RECORDED INFORMATION →
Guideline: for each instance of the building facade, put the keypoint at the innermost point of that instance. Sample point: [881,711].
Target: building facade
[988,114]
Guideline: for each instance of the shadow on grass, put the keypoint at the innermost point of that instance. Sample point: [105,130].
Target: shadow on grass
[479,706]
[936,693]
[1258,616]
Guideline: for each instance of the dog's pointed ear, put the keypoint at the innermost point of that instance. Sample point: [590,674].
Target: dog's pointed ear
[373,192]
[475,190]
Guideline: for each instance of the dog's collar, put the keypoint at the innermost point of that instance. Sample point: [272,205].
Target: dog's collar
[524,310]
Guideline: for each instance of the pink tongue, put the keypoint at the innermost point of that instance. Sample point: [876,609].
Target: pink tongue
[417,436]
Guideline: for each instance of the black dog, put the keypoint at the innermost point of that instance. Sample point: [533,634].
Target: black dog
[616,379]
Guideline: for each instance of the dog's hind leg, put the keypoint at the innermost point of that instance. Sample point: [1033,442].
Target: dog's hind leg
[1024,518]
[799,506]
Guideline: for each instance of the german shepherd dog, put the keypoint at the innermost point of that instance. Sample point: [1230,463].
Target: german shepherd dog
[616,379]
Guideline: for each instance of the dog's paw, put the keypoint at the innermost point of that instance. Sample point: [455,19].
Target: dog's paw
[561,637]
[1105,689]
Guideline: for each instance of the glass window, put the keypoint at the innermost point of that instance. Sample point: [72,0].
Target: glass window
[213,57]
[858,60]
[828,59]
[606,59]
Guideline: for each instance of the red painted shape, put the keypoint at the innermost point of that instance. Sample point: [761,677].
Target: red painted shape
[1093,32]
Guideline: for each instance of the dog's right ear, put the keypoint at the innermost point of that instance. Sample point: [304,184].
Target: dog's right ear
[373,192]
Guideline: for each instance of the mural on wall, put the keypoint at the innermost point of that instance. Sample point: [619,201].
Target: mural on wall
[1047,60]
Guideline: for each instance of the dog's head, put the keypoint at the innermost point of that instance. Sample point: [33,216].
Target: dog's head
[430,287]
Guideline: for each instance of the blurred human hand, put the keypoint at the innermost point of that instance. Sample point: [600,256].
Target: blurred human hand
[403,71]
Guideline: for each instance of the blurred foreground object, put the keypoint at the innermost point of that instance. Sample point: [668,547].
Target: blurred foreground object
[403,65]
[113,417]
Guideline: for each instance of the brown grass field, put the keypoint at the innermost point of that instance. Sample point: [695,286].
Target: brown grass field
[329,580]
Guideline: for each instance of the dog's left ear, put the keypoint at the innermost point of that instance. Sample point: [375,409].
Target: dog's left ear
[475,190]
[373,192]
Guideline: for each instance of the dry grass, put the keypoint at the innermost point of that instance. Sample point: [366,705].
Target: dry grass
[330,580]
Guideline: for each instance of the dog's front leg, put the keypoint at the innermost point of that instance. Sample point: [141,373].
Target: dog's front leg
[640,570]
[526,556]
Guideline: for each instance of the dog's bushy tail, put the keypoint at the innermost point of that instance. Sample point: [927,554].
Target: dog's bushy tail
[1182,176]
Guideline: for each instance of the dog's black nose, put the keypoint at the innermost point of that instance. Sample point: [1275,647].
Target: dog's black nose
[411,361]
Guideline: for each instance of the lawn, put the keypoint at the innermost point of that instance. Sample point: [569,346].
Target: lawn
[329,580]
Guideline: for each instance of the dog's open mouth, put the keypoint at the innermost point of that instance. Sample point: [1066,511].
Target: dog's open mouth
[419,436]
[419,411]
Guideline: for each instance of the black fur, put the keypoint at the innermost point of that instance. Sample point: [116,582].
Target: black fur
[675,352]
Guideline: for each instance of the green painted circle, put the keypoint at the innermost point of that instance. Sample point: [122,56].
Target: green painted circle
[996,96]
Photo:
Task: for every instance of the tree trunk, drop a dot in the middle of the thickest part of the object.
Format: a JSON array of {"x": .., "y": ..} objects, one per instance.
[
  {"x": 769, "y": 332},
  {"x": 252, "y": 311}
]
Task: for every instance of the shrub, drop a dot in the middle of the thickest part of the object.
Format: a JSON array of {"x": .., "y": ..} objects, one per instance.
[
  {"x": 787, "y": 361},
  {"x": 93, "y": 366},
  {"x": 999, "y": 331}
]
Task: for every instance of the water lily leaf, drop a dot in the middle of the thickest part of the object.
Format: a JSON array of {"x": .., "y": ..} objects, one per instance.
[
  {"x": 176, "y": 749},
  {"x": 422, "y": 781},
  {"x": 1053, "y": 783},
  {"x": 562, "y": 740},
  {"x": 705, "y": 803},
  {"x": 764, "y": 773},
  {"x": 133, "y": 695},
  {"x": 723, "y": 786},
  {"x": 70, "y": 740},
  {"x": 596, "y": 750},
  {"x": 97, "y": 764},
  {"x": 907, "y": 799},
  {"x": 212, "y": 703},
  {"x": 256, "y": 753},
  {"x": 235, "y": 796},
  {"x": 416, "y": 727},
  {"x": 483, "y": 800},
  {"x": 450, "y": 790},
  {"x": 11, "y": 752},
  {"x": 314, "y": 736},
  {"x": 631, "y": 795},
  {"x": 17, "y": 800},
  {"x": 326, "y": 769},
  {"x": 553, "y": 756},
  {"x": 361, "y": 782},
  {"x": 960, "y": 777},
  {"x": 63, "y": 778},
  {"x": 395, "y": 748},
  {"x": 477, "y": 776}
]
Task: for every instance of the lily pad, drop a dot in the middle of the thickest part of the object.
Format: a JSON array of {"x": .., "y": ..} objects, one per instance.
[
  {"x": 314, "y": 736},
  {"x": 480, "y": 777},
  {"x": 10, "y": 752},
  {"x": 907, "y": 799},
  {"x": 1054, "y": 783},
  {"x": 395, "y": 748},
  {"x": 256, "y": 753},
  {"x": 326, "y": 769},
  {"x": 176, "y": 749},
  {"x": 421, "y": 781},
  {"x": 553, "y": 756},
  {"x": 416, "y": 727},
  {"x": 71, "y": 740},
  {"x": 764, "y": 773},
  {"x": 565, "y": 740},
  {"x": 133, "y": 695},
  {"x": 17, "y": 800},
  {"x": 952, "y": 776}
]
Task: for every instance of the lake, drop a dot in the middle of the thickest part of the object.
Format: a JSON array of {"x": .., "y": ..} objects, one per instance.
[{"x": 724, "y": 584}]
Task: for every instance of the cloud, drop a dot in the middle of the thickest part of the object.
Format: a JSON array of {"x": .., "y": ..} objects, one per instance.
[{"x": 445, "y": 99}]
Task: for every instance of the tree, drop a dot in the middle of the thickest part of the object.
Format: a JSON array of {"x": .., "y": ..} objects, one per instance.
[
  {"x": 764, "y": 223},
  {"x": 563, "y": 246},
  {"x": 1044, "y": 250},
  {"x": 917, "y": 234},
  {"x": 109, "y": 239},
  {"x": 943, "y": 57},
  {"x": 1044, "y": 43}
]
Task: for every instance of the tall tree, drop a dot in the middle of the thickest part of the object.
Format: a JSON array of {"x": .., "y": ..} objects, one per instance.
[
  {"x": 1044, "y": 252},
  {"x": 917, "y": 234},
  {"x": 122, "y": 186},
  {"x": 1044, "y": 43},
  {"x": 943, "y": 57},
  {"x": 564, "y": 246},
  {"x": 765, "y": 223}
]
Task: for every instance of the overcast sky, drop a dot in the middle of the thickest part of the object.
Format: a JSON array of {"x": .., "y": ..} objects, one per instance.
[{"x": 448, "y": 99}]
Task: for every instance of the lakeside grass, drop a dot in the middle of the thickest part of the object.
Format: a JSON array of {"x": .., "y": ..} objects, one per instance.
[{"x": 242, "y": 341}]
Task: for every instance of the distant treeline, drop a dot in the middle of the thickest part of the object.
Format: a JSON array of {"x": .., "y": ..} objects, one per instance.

WHAT THE EXERCISE ASKS →
Restate the data word for word, leaving nothing out.

RESPONSE →
Guideline: for each instance of the building facade, put the keypoint at the innermost point of that instance. Sample point: [881,711].
Target: building facade
[988,114]
Guideline: for each instance of the shadow on grass, put the keypoint at the innermost point of that instance. Sample point: [105,130].
Target: shadow on grass
[479,706]
[936,693]
[1258,616]
Guideline: for each instance of the dog's pointed ear, put the keypoint at the innermost point of that instance. Sample point: [590,674].
Target: dog's pointed ear
[373,192]
[475,190]
Guideline: for each instance of the dog's collar, put the keypoint at the innermost point of that instance. Sample point: [272,205].
Target: dog's collar
[524,310]
Guideline: for each instance of the pink tongue, put the keypoint at the innermost point of that instance. Sample point: [876,609].
Target: pink tongue
[417,436]
Guideline: for each instance of the black dog, put the keypoint at the innermost point of that instance. Sample point: [533,634].
Target: black dog
[616,379]
Guideline: for each instance of the dog's hind leg, put the keypoint at the innermost point of that instance. Sample point: [1033,442].
Target: dog's hind leg
[1024,518]
[799,506]
Guideline: for each instance of the german shepherd dog, put the keypoint at the innermost point of that instance. Sample point: [1230,463].
Target: german shepherd dog
[616,379]
Guideline: for each instance of the dog's paw, put the keypoint at the innermost point of that instance. Sample point: [455,19].
Target: dog's paw
[561,637]
[1105,689]
Guideline: for each instance of the glass window, put the keypoint at the innermost point of that instance. Sample point: [72,0].
Target: glass window
[213,57]
[858,60]
[828,59]
[606,59]
Guideline: for each instance of the red painted shape, put the keypoint at the innermost point of that instance. Sample point: [761,677].
Target: red painted shape
[1093,32]
Guideline: for each instance of the dog's right ear, put the keypoint at the innermost point of that instance. Sample point: [304,184].
Target: dog's right ear
[373,192]
Guideline: for each instance of the mural on wall, put the keypoint at the innermost point of that instance. Sample point: [619,201].
Target: mural on wall
[1047,60]
Guideline: for each instance of the dog's head, put the keypoint at the innermost point of that instance. Sample point: [33,216].
Target: dog's head
[430,287]
Guideline: for each instance of the blurred human hand, put the keypoint at the innermost point of that instance. Sample point: [600,256].
Target: blurred human hand
[403,71]
Guideline: for each instance of the blurred foreground object, put the keypoint at the innermost point of that instance. Sample point: [668,547].
Target: blurred foreground object
[403,65]
[113,417]
Guideline: for each instance of the brown grass field, put the keypoint at the innermost point of that instance. Sample point: [695,286].
Target: brown grass field
[329,580]
Guideline: for each instance of the dog's left ear, put the keypoint at the innermost point of that instance. Sample point: [375,409].
Target: dog's left ear
[475,190]
[373,192]
Guideline: for each instance of the dry grass, put the keypoint at the innermost point of that instance. Sample point: [366,705].
Target: dry grass
[330,580]
Guideline: for each instance of the dog's front leg, put the keypoint at the innermost point of that instance. Sample point: [141,373].
Target: dog's front leg
[640,570]
[526,556]
Guideline: for each instance of the dog's bushy tail, put the keypoint at the innermost point of that instance. Sample point: [927,554].
Target: dog's bushy tail
[1182,176]
Guideline: for each instance of the dog's black nose, put the keypoint at the innermost point of that instance. Sample point: [1275,647].
Target: dog's black nose
[411,361]
Guideline: for each instance of the lawn, put the keypoint at the innermost point of that instance. Sample point: [569,346].
Target: lawn
[329,580]
Guideline: for each instance of the dog's open mouth, put the keypoint at the innermost point of that instance. Sample point: [1066,511].
Target: dog's open mouth
[419,436]
[419,411]
Guideline: for each instance of the black fur, put the keypoint at the innermost point of that instance. Sample point: [116,582].
Target: black fur
[675,352]
Guideline: for each instance of the green painted circle, put the keypoint at the innermost point of that instance. Sample point: [122,56].
Target: green painted circle
[996,96]
Photo:
Task: for every instance of the tree trunk, drop a dot in the middle of the thickest part of the object.
Format: a JSON array of {"x": .., "y": ..} objects, one per instance.
[
  {"x": 769, "y": 332},
  {"x": 252, "y": 311}
]
Task: for every instance of the shrub, drop a dot in the middle of the thickest part of the object.
Format: a JSON array of {"x": .., "y": ..} objects, one per instance.
[
  {"x": 787, "y": 361},
  {"x": 93, "y": 366},
  {"x": 999, "y": 331}
]
Task: for every instance of the water lily leaf, drop a dot in the middle of the thickest part of the object.
Format: a JSON array of {"x": .., "y": ..} objects, one per instance.
[
  {"x": 176, "y": 749},
  {"x": 422, "y": 781},
  {"x": 1053, "y": 783},
  {"x": 562, "y": 740},
  {"x": 705, "y": 803},
  {"x": 764, "y": 773},
  {"x": 133, "y": 695},
  {"x": 723, "y": 786},
  {"x": 70, "y": 740},
  {"x": 596, "y": 750},
  {"x": 97, "y": 764},
  {"x": 907, "y": 799},
  {"x": 212, "y": 703},
  {"x": 256, "y": 753},
  {"x": 235, "y": 796},
  {"x": 416, "y": 727},
  {"x": 483, "y": 800},
  {"x": 450, "y": 790},
  {"x": 11, "y": 752},
  {"x": 314, "y": 736},
  {"x": 631, "y": 795},
  {"x": 17, "y": 800},
  {"x": 326, "y": 769},
  {"x": 553, "y": 756},
  {"x": 361, "y": 782},
  {"x": 960, "y": 777},
  {"x": 63, "y": 778},
  {"x": 395, "y": 748},
  {"x": 477, "y": 776}
]
Task: for every instance of the lily pad, drop a dot in the middle of the thickest part of the object.
Format: a JSON array of {"x": .., "y": ..} objects, one per instance.
[
  {"x": 314, "y": 736},
  {"x": 480, "y": 777},
  {"x": 10, "y": 752},
  {"x": 907, "y": 799},
  {"x": 1054, "y": 783},
  {"x": 395, "y": 748},
  {"x": 256, "y": 753},
  {"x": 326, "y": 769},
  {"x": 176, "y": 749},
  {"x": 421, "y": 781},
  {"x": 553, "y": 756},
  {"x": 416, "y": 727},
  {"x": 71, "y": 740},
  {"x": 764, "y": 773},
  {"x": 565, "y": 740},
  {"x": 133, "y": 695},
  {"x": 17, "y": 800},
  {"x": 952, "y": 776}
]
Task: for every instance of the lake, drop a dot in the middle of the thickest part of the object.
Format: a JSON array of {"x": .., "y": ..} objects, one per instance.
[{"x": 724, "y": 584}]
Task: for every instance of the cloud, drop a dot in the middle of the thickest part of the object.
Format: a JSON array of {"x": .., "y": ..} objects, one per instance.
[{"x": 445, "y": 99}]
Task: for every instance of the tree, drop a dot in the middle of the thickest part of the object.
Format: a JSON array of {"x": .., "y": ..} objects, one per instance.
[
  {"x": 764, "y": 223},
  {"x": 563, "y": 246},
  {"x": 1044, "y": 250},
  {"x": 917, "y": 234},
  {"x": 109, "y": 239},
  {"x": 943, "y": 57},
  {"x": 1044, "y": 43}
]
Task: for every instance of the tall tree, drop a dot in the middle of the thickest part of the object.
Format: a JSON array of {"x": .., "y": ..} objects, one per instance.
[
  {"x": 1044, "y": 252},
  {"x": 917, "y": 234},
  {"x": 122, "y": 186},
  {"x": 1044, "y": 43},
  {"x": 943, "y": 57},
  {"x": 564, "y": 246},
  {"x": 765, "y": 223}
]
Task: for every instance of the overcast sky, drop a dot in the middle of the thickest part of the object.
Format: a JSON array of {"x": .., "y": ..} objects, one per instance.
[{"x": 448, "y": 99}]
Task: for every instance of the lakeside grass, drop a dot in the middle of the thickest part of the object.
Format: a JSON array of {"x": .., "y": ..} objects, one per instance.
[{"x": 242, "y": 341}]
Task: for every instance of the distant treeline, drop a dot in the middle of the thickest part of the object.
Format: a JSON array of {"x": .., "y": ..} objects, one per instance.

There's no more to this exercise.